__Document excerpt__

The Evolution of a Modern Man
Matt Bloomfield | 17 March 2015
Review of Mackintosh Architecture, The Architecture Gallery, RIBA
Conveniently coinciding with Prince Charles’ latest foray into Architecture, the RIBA’s Mackintosh Architecture exhibition expertly illustrates the third way between historic pastiche and bland commercialisation. The exhibition brings together Charles Rennie Mackintosh’s work from his early days as an apprentice at Honeyman and Keppie in his native Glasgow, through to his later designs, produced during a waning career in London and continental Europe.
The exhibition marks the completion of a four-year AHRC-funded research project led by The Hunterian, University of Glasgow and is the first substantial exhibition to be devoted to Mackintosh’s architecture. Of course, the highlights of the exhibition are his highly commended competition entries and private commissions, produced at the height of his influence. These works are illustrated primarily by his original drawings coupled with newly built scale models, as well as some entirely unnecessary computer screens looping poor video footage. While the displayed floorplans are underwhelming, and could have been done by any first-year student; if the elevations are beautiful then his perspectives are sublime.

__Tasks to carry out__
a – Answer these questions about the exhibition review:
(i) Who led the four-year research project that the exhibition marks the completion of?
(ii) At which firm did Mackintosh serve as an apprentice?
(iii) What primarily illustrates his competition entries and private commissions?
b – List the types of architectural drawing that the exhibition review names and judges.
c – Edit the exhibition review from "The Evolution of" to "and continental Europe.", putting "show" in place of "exhibition".

Stored entries:

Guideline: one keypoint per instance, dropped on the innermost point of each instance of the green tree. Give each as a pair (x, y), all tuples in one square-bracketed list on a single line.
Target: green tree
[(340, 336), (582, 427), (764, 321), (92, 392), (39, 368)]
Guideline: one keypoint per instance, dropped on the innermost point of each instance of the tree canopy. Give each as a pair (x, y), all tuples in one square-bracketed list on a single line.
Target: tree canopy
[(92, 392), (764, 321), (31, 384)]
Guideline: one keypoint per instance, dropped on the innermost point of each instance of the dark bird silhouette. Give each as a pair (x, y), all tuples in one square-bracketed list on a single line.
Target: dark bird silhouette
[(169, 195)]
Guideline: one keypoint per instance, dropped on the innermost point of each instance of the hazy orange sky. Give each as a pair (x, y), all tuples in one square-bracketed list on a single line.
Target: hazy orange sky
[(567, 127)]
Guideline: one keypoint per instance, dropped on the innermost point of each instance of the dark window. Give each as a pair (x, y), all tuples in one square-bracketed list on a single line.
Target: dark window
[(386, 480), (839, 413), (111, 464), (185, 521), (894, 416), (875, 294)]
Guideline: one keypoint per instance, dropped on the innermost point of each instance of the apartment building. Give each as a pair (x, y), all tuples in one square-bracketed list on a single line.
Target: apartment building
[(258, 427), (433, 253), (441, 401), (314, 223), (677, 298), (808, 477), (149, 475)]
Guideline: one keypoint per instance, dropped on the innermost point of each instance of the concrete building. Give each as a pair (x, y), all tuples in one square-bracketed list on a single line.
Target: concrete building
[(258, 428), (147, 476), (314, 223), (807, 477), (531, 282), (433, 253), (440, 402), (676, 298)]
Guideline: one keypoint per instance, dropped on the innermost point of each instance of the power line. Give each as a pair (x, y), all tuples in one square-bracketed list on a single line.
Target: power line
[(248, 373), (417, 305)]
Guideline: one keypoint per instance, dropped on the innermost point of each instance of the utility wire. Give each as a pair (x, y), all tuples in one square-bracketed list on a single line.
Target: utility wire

__Answers provided__
a –
(i) The Hunterian, University of Glasgow
(ii) Honeyman and Keppie, in Glasgow
(iii) His original drawings, coupled with newly built scale models

b –
- Floorplans
- Elevations
- Perspectives

c –
The Evolution of a Modern Man
Matt Bloomfield | 17 March 2015
Review of Mackintosh Architecture, The Architecture Gallery, RIBA
Conveniently coinciding with Prince Charles’ latest foray into Architecture, the RIBA’s Mackintosh Architecture show expertly illustrates the third way between historic pastiche and bland commercialisation. The show brings together Charles Rennie Mackintosh’s work from his early days as an apprentice at Honeyman and Keppie in his native Glasgow, through to his later designs, produced during a waning career in London and continental Europe.